Output every line of the records below verbatim, omitting the pictures.

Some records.

Begin

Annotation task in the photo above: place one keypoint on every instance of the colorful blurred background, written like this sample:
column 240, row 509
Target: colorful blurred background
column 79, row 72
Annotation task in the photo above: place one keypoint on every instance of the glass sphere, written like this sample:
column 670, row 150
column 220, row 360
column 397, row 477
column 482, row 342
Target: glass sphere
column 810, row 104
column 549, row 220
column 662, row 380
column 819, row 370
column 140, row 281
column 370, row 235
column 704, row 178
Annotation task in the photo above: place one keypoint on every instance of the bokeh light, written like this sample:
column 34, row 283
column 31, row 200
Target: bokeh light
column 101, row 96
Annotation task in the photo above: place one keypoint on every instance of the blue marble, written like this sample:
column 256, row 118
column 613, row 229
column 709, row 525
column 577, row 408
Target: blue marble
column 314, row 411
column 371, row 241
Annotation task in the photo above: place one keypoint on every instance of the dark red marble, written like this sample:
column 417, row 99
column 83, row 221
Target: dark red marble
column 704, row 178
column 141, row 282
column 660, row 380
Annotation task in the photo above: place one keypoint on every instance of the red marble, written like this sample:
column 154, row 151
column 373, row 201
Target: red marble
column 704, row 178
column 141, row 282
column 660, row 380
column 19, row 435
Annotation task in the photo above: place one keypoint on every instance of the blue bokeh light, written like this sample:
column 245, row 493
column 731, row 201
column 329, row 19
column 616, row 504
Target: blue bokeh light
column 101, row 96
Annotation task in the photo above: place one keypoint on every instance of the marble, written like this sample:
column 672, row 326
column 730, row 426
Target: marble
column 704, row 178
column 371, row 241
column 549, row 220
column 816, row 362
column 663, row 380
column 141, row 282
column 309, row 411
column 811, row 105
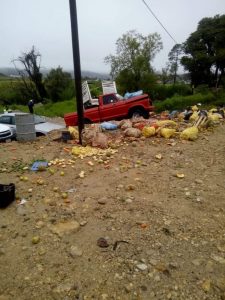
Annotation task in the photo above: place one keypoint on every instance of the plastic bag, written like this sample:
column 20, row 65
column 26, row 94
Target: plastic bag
column 190, row 133
column 73, row 132
column 125, row 124
column 167, row 132
column 108, row 126
column 214, row 117
column 194, row 116
column 194, row 108
column 148, row 131
column 100, row 140
column 132, row 132
column 170, row 123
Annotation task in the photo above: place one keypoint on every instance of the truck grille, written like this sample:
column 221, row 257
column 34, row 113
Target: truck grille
column 5, row 134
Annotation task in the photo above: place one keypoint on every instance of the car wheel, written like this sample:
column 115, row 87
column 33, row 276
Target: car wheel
column 138, row 112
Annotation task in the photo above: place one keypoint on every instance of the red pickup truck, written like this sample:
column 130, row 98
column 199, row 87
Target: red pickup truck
column 111, row 107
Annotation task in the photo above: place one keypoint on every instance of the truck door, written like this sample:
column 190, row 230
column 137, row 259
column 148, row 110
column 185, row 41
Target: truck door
column 112, row 107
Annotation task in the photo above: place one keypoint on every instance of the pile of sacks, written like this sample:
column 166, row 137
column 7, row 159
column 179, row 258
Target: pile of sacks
column 162, row 128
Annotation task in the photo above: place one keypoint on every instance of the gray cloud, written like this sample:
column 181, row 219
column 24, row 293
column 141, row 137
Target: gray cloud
column 46, row 24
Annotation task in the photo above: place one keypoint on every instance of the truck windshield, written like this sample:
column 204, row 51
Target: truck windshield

End

EXERCISE SOLUTION.
Annotation task in the photo above: place one keypoint on every instance of the colorful blurred background, written like this sample:
column 240, row 509
Target: colorful blurred background
column 79, row 72
Annotation task in the photo above: place one keypoint on every instance of the glass sphere, written like this sample:
column 670, row 150
column 220, row 360
column 397, row 477
column 482, row 342
Target: glass sphere
column 810, row 104
column 549, row 220
column 662, row 380
column 819, row 370
column 140, row 281
column 370, row 235
column 704, row 178
Annotation task in the photo above: place one keypoint on every instance of the bokeh light, written like this sample:
column 34, row 283
column 31, row 200
Target: bokeh light
column 101, row 96
Annotation task in the photo above: place one keypoint on every instance of the blue marble, written like this sample:
column 256, row 118
column 613, row 229
column 709, row 525
column 577, row 408
Target: blue marble
column 314, row 411
column 371, row 241
Annotation task in the photo above: place one keypoint on every instance of the dark red marble, written like this sample:
column 417, row 99
column 83, row 221
Target: dark red marble
column 704, row 178
column 141, row 282
column 660, row 380
Annotation task in the photo above: place one keypoint on every instance of the red marble, written like this sample:
column 154, row 151
column 373, row 201
Target: red marble
column 704, row 178
column 141, row 282
column 660, row 380
column 19, row 435
Annotation task in the photo above: place one keypoint on every instance of the blue bokeh light, written like this sample:
column 245, row 493
column 731, row 201
column 329, row 19
column 616, row 504
Target: blue bokeh light
column 101, row 96
Annotation task in the photo above: place one keypoint on every instance of the marble, written like this sample:
column 672, row 326
column 730, row 426
Target: marble
column 704, row 178
column 371, row 241
column 549, row 220
column 816, row 362
column 663, row 380
column 141, row 282
column 309, row 411
column 811, row 105
Annotation task in the photo above: place one keypoint on every instance of the plastic bag, written like this sample:
column 20, row 65
column 26, row 94
Target: plastic bag
column 190, row 133
column 73, row 132
column 125, row 124
column 167, row 132
column 108, row 126
column 214, row 117
column 194, row 116
column 194, row 108
column 148, row 131
column 100, row 140
column 132, row 132
column 170, row 123
Annotation task in the photo above: place one keypoint on every instance of the truck grille, written like this sample:
column 221, row 257
column 34, row 113
Target: truck grille
column 5, row 134
Annotation task in the photo above: place one keypoint on every instance of the car wheel, written like this sample:
column 115, row 87
column 33, row 276
Target: car wheel
column 138, row 112
Annotation task in the photo above: place one keypoint on every instance of the red pickup truck, written like this sample:
column 130, row 98
column 199, row 87
Target: red pickup truck
column 111, row 107
Annotation task in the photo above: place one keypoint on every instance of the truck door, written like this sample:
column 190, row 230
column 137, row 259
column 148, row 110
column 185, row 41
Target: truck door
column 112, row 107
Annotation task in the photo above: place one keypoint on every instance of the pile of sacks, written like this sample:
column 166, row 137
column 7, row 159
column 179, row 258
Target: pile of sacks
column 162, row 128
Annotation task in the photo above: place one keypoint on every instance of the gray cloud, written like this sample:
column 181, row 219
column 24, row 293
column 141, row 137
Target: gray cloud
column 46, row 24
Annotation task in the photo above: place one keypoint on every instance of the truck windshield, written like this sample:
column 204, row 51
Target: truck windshield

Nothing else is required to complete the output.